(Kutipan Teks):
--- --- ---

Sumber: UNCTAD, Drewry Maritime Research, 2016
Tabel di atas, mengurutkan sepuluh dari empat puluh pelabuhan petikemas teratas berdasarkan volume yang ditangani secara acak. Secara keseluruhan jumlah petikemas yang ditangani 415,9 juta TEUs, atau hampir enam puluh persen dari total dunia. Pelabuhan di Asia menguasai sepertiga pasar internasional, Indonesia melalui Pelabuhan Tanjung Priok meski mampu menaikkan throughput sebesar enam persen atau 5.201.000 TEUs hasilnya hanya bertengger di peringkat dua puluh enam.
Pelabuhan internasional menangani lebih dari delapan puluh persen volume perdagangan global. Pelabuhan sebagai simpul rantai transportasi, ketersediaan akses pasar, rantai pasokan, jaringan konsumen dan produsen sangat mutlak diperlukan. Pelabuhan harus siap beradaptasi, baik dalam ceruk ekonomi, kelembagaan, keberpihakan regulasi, serta pelayanan efektif dan efisien.
Tumbuhnya kekuatan kompetitif yang mempengaruhi pelabuhan selalu meningkatkan kinerja melampaui ekspektasi pelanggan, seperti optimalisasi operasi, pengurangan biaya, efisiensi waktu dan marketing. Pada saat bersamaan, beberapa megatren mempengaruhi industri pelabuhan terutama pemenuhan pelabuhan petikemas. Peningkatan ini meliputi konsentrasi dan konsolidasi jumlah barang yang berimplikasi pada peningkatan ukuran kapal, karenanya dibutuhkan konsursium besar yang melibatkan sektor swasta.

--- --- ---

(Data yang Diberikan):
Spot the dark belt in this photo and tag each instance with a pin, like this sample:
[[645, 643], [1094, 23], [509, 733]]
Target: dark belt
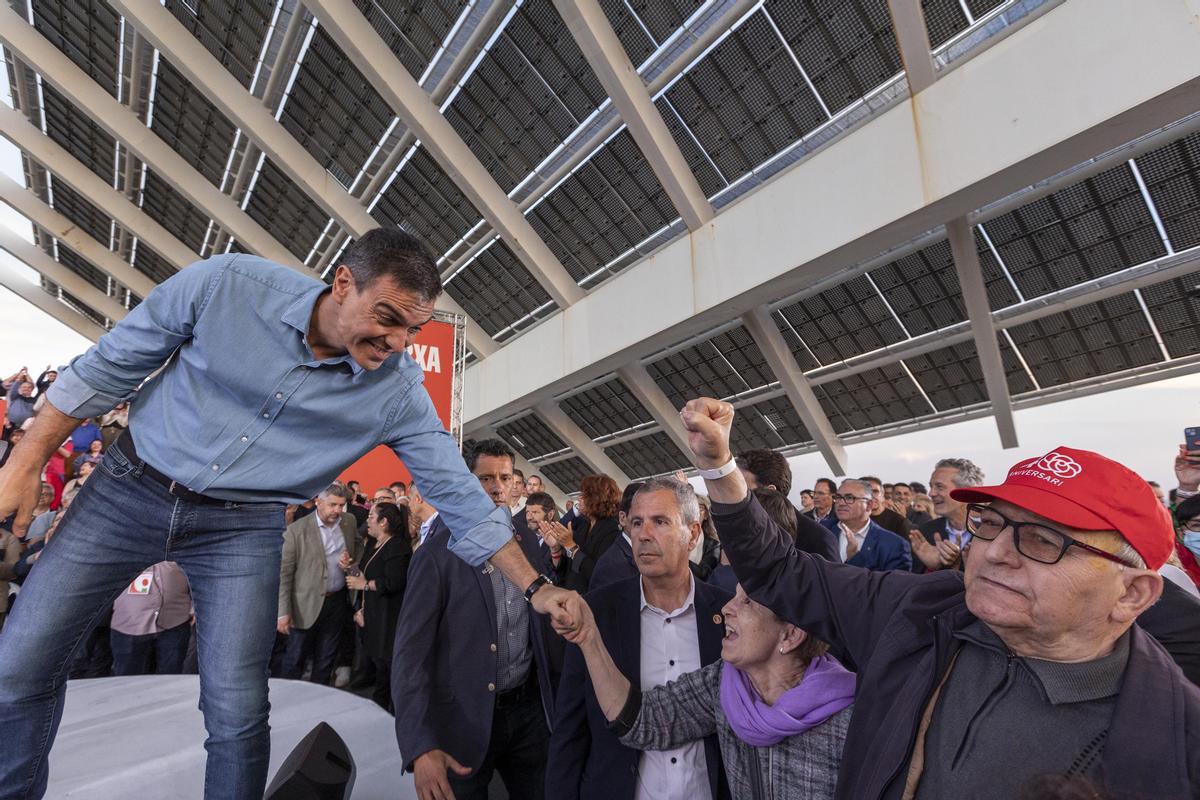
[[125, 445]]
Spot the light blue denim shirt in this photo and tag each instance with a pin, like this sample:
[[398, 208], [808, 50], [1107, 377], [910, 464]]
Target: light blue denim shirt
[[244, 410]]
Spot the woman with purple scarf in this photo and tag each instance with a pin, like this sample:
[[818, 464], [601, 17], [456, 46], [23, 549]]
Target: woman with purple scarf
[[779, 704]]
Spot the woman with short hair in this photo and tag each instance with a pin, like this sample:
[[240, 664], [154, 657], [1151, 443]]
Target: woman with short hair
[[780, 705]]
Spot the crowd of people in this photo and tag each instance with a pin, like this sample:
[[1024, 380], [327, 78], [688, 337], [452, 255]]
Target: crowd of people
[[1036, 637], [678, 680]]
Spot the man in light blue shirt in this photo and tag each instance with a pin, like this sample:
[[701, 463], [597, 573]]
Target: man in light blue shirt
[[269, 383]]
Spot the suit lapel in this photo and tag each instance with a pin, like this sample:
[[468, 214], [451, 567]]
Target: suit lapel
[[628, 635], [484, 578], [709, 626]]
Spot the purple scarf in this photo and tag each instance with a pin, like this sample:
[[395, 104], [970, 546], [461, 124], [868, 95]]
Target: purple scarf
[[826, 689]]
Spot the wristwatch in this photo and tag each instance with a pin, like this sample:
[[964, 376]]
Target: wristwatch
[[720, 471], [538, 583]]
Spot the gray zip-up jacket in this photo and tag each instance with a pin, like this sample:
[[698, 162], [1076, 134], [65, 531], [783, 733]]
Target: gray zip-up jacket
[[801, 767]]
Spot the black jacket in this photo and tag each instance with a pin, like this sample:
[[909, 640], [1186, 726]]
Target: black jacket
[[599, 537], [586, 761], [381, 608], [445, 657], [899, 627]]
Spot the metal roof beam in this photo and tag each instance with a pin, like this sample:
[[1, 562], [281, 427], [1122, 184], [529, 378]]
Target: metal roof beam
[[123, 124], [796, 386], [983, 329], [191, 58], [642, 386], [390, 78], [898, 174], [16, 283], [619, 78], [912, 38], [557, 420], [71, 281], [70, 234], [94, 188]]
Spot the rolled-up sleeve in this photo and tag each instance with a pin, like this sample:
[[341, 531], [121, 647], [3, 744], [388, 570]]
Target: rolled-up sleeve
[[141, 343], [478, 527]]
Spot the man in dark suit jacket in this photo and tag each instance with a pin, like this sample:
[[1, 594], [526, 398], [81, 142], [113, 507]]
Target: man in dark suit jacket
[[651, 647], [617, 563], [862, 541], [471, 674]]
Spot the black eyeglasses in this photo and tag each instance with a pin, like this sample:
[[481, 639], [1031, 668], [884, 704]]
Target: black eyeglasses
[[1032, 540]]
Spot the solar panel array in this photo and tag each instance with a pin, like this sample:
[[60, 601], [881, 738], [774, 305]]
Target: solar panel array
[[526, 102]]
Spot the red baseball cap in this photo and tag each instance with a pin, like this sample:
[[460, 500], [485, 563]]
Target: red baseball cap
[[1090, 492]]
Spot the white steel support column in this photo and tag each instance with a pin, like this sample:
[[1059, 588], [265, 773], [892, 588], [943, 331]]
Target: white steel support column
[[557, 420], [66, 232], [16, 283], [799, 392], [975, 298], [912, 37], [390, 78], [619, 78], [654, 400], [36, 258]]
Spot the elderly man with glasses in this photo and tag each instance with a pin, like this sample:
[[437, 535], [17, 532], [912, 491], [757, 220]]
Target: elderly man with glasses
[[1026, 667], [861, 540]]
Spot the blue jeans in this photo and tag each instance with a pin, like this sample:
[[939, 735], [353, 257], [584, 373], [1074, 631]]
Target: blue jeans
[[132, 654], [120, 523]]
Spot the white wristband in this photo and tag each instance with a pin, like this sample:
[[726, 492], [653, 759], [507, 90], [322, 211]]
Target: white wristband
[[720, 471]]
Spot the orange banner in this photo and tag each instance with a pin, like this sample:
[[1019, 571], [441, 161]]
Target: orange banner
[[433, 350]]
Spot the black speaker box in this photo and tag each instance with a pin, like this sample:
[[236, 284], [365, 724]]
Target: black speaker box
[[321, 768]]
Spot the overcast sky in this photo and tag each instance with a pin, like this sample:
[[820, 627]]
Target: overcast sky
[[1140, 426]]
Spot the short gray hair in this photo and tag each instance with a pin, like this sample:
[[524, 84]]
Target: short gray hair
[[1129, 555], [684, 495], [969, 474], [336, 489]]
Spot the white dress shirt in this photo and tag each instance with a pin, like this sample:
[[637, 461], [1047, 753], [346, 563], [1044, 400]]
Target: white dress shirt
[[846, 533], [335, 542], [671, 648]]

--- --- ---

(Petunjuk Tugas): Dalam teks tentang pelabuhan petikemas, sebutkan semua hal yang dicontohkan sesudah frasa "melampaui ekspektasi pelanggan, seperti". Data tersebut merupakan bahan yang terpisah dari teks.

(Hasil Latihan):
- optimalisasi operasi
- pengurangan biaya
- efisiensi waktu
- marketing